THE DATA:
☆ ☆ ☆ ☆ ☆ ☆ ☆

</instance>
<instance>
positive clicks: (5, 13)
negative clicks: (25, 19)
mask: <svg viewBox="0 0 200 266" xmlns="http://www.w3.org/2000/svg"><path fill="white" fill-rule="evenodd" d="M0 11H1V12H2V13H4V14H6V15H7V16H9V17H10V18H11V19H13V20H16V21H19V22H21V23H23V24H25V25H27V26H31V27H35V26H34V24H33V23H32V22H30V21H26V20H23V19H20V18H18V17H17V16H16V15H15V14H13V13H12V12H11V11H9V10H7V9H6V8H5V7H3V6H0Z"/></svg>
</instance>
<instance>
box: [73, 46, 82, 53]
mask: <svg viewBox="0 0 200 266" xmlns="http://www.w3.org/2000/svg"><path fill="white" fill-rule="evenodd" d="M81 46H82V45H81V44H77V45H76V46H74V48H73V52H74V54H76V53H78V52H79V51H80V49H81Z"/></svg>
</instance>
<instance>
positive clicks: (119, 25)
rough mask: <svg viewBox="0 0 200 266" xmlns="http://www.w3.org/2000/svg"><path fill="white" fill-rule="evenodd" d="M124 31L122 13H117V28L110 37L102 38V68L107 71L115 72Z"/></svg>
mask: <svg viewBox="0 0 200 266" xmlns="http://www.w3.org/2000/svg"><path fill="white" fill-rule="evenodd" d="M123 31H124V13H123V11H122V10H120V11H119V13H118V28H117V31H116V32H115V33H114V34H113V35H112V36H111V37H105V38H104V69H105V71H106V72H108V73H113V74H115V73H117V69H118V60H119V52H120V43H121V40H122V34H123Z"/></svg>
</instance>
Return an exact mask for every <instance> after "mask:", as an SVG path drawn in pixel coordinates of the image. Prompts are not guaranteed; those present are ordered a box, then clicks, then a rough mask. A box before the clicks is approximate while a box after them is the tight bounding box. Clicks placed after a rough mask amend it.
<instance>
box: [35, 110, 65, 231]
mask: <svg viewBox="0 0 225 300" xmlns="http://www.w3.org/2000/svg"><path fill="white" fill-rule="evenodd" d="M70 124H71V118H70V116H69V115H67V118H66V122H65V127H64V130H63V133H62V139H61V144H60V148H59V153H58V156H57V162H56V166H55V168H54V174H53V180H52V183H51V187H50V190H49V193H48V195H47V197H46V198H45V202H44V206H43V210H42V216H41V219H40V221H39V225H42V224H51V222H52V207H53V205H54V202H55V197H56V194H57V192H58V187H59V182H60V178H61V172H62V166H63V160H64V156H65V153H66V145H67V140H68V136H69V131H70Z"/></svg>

☆ ☆ ☆ ☆ ☆ ☆ ☆

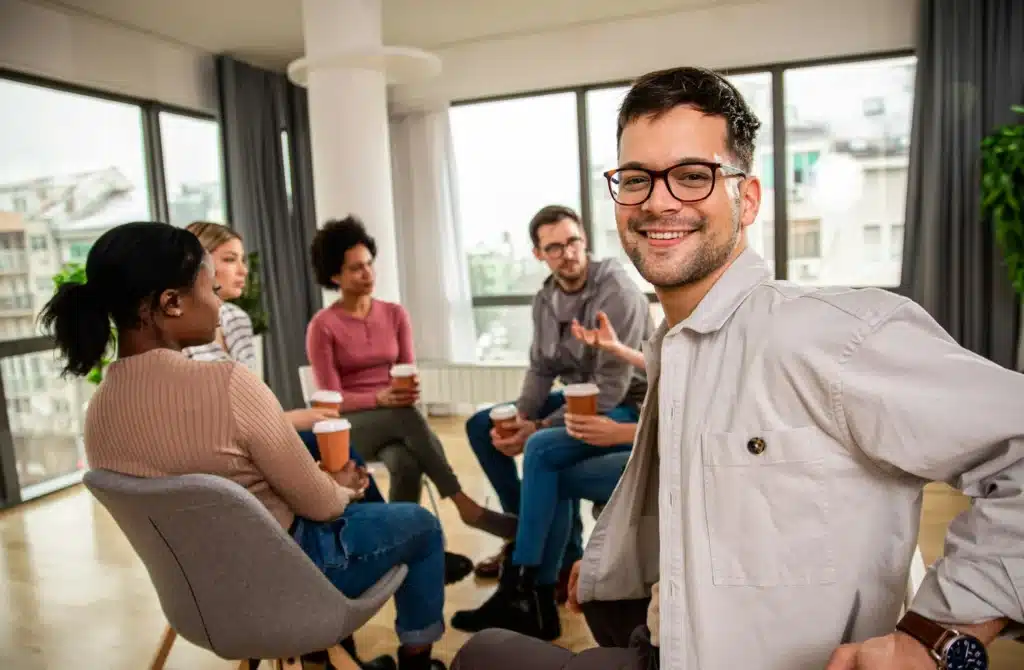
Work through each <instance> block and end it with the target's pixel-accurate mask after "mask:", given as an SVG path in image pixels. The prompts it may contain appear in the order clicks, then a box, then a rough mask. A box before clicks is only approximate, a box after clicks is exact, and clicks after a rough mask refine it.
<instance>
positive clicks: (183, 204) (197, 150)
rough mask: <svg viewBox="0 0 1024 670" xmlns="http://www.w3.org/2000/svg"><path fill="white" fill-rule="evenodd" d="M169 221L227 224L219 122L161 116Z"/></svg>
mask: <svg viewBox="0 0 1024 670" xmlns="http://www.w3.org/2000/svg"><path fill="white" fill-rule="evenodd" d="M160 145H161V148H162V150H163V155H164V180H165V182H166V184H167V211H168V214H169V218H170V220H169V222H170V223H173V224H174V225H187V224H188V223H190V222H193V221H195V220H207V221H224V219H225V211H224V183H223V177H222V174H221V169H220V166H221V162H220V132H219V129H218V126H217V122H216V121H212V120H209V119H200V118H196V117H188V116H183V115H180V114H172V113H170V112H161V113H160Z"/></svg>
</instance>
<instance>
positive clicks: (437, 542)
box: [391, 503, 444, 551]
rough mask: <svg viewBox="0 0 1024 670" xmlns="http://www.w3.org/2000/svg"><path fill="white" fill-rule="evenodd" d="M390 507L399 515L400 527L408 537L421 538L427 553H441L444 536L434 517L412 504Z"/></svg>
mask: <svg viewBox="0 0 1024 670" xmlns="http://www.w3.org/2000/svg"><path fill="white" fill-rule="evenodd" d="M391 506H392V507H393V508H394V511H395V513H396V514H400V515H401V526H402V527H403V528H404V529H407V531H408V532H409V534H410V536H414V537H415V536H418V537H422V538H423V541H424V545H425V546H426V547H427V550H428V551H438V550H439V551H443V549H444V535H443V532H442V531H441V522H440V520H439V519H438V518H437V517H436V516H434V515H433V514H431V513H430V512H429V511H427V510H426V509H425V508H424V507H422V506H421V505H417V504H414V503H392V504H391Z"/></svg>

☆ ☆ ☆ ☆ ☆ ☆ ☆

WHAT IS EXPECTED: Count the lines in the data above that contain the string "positive", with case counting, and reply with the number alone.

OUTPUT BELOW: 4